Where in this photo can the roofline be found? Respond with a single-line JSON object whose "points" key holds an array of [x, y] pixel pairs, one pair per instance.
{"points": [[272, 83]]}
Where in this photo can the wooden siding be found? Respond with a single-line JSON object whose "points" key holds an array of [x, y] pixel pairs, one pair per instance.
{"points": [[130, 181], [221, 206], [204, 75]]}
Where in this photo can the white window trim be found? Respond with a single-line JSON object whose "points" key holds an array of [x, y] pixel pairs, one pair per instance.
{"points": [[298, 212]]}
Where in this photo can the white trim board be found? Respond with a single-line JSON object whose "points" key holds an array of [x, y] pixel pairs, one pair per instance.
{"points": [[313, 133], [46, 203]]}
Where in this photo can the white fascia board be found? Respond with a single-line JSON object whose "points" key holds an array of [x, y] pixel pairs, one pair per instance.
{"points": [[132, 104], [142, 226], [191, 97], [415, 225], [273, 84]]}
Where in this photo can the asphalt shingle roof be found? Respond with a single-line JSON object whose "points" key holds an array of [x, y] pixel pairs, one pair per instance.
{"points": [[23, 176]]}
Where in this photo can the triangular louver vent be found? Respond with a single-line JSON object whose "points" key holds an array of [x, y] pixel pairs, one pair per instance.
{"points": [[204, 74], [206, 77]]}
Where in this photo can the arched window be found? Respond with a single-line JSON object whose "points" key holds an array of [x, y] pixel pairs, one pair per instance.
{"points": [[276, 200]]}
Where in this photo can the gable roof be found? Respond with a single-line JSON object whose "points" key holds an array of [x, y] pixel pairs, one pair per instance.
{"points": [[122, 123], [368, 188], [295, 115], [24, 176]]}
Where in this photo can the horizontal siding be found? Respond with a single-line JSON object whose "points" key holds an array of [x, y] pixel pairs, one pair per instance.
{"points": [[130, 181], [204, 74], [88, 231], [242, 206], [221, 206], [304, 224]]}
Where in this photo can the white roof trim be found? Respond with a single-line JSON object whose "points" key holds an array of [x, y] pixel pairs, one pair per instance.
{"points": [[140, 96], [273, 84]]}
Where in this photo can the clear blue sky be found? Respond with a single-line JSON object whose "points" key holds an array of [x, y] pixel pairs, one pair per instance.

## The request
Copy only this span: the line that contains "Where in this photo can the triangular", the last line, and every line between them.

## Output
Where in this photo can the triangular louver vent be found? Respond with a single-line JSON object whose "points" key holds an array of [x, y] pixel pairs, one pair per instance.
{"points": [[204, 74], [206, 77]]}
Where in this photo can the arched window be found? Respond with a single-line JSON object whose "points" key holds an array of [x, y] pixel pairs, one pair per instance.
{"points": [[276, 200]]}
Where in this photo can the gable roof be found? Respond with a single-line JSON object whose "points" key holds an array of [x, y] pixel pairs, one pair per instance.
{"points": [[122, 123], [368, 188], [295, 115], [24, 176]]}
Where in this photo can the horizontal siding be found? Respond with a single-line JSON object whose "points" key holds an array of [x, y] pixel pairs, one pair per instance.
{"points": [[130, 181], [204, 74], [88, 231], [242, 206], [221, 206], [304, 224]]}
Where in this photo can the white roof trim be found? Respond with a single-line JSON object whose "points" key holds an array of [x, y] pixel pairs, one pair per instance.
{"points": [[140, 96], [273, 84]]}
Where in this photo can the clear blue sky be found? Respond with a single-line JSON object whose "points" key holds an array of [x, y] pixel pairs, one pair per instance.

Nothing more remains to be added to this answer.